* Extrait à lire:
------------------------------------------------------------

» L’entente  » Musulmans-Juifs utilisée pour masquer les liens arabes avec Israël

Par Tamara Nassar, 4 février 2020

Les Etats arabes intensifient la normalisation de leurs liens avec Israël sous couvert de promotion d’une tolérance religieuse et culturelle.

Ces initiatives sont menées par des lobbies israéliens, le gouvernement saoudien et quelques individus.

Le blogueur américain Shloime Zionce, qui a dit des Palestiniens qu’ils étaient « les véritables agresseurs », a rendu visite le mois dernier au blogueur saoudien Mohammed Saoud chez lui à Riyad.

Alors que Zionce essayait de vendre sa visite comme la célébration d’un respect mutuel entre croyances, son véritable but était de faire passer pour de la tolérance religieuse la normalisation des liens arabes avec Israël.

« Qui aurait cru il y a trois ans qu’un Juif hassidique et un musulman d’Arabie Saoudite pouvaient se retrouver et passer ensemble un agréable après-midi ? » dit Zionce dans une vidéo de sa visite qu’il a postée.

« Cela aurait semblé impossible, mais aujourd’hui, nous vivons dans un monde fou et c’est absolument possible. »

L’incapacité de Zionce à imaginer une existence pacifique entre Musulmans et Juifs non seulement reflète sa méconnaissance de l’histoire, mais prend pour acquis l’idée fausse comme quoi la violence qui émerge de l’occupation belliqueuse d’Israël et de sa colonisation de la terre palestinienne prendrait vraiment racine dans un conflit religieux.

Promouvoir l’idée que le conflit religieux est la racine du conflit est une manœuvre commune utilisée par les propagandistes d’Israël.

------------------------------------------------------------

* Échantillon de données:
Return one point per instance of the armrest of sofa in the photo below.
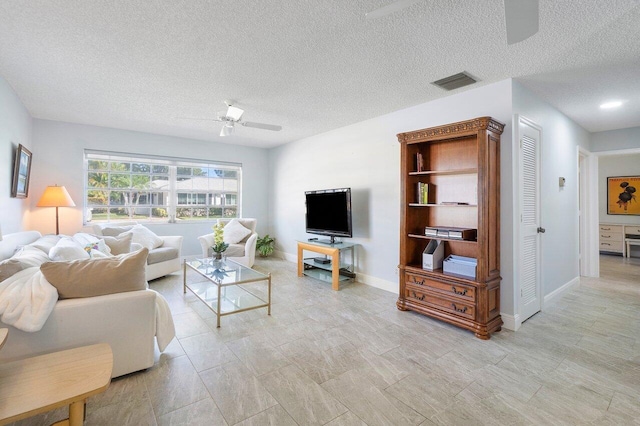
(206, 242)
(250, 248)
(174, 241)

------------------------------------------------------------

* Énoncé 1: Pour chacune des affirmations suivantes, indiquez si elle concorde avec l’extrait sur la normalisation des liens arabes avec Israël, en répondant par oui ou non et en citant les mots décisifs de l’extrait. (a) Zionce s’est rendu chez Mohammed Saoud à Riyad. (b) Les initiatives décrites sont menées uniquement par le gouvernement saoudien. (c) Zionce a publié une vidéo de sa visite.
* Énoncé 2: Rédigez la suite de l’extrait sur la normalisation des liens arabes avec Israël à partir de sa dernière phrase.
Les lignes de données forment un matériau indépendant de l’extrait.

* Réponse 1:
(a) Oui : « a rendu visite le mois dernier au blogueur saoudien Mohammed Saoud chez lui à Riyad ».
(b) Non : « Ces initiatives sont menées par des lobbies israéliens, le gouvernement saoudien et quelques individus. »
(c) Oui : « dans une vidéo de sa visite qu’il a postée ».

* Réponse 2:
Non seulement cela masque la réalité de l’assujettissement des Palestiniens par Israël, mais cela sert de prétexte au recrutement de « dirigeants » musulmans dans des initiatives pro-israéliennes – auxquelles s’oppose la société civile palestinienne.

Une initiative éminente qui est apparue il y a plusieurs années, le Projet de Leadership Musulman, est menée par le principal pourvoyeur de l’armée israélienne. Cette organisation est également financée par des extrémistes anti-musulmans.

Ce genre d’initiative vise à détruire la solidarité avec la Palestine et met en équation l’accord Musulmans-Juifs et le soutien à Israël.

En réalité, le rejet des liens avec Israël dans les publics arabes est profondément enraciné dans la solidarité avec les Palestiniens.

On peut cependant difficilement imaginer Zionce « passer un agréable après-midi » avec un musulman palestinien dans la Bande de Gaza, alors qu’en novembre dernier, il rêvait de transformer le territoire en « un tas de parkings flambant neufs »

Zionce a encouragé le bombardement de Gaza par Israël qui, en deux jours, a tué 34 Palestiniens, dont près de la moitié étaient des civils, avec huit enfants et trois femmes.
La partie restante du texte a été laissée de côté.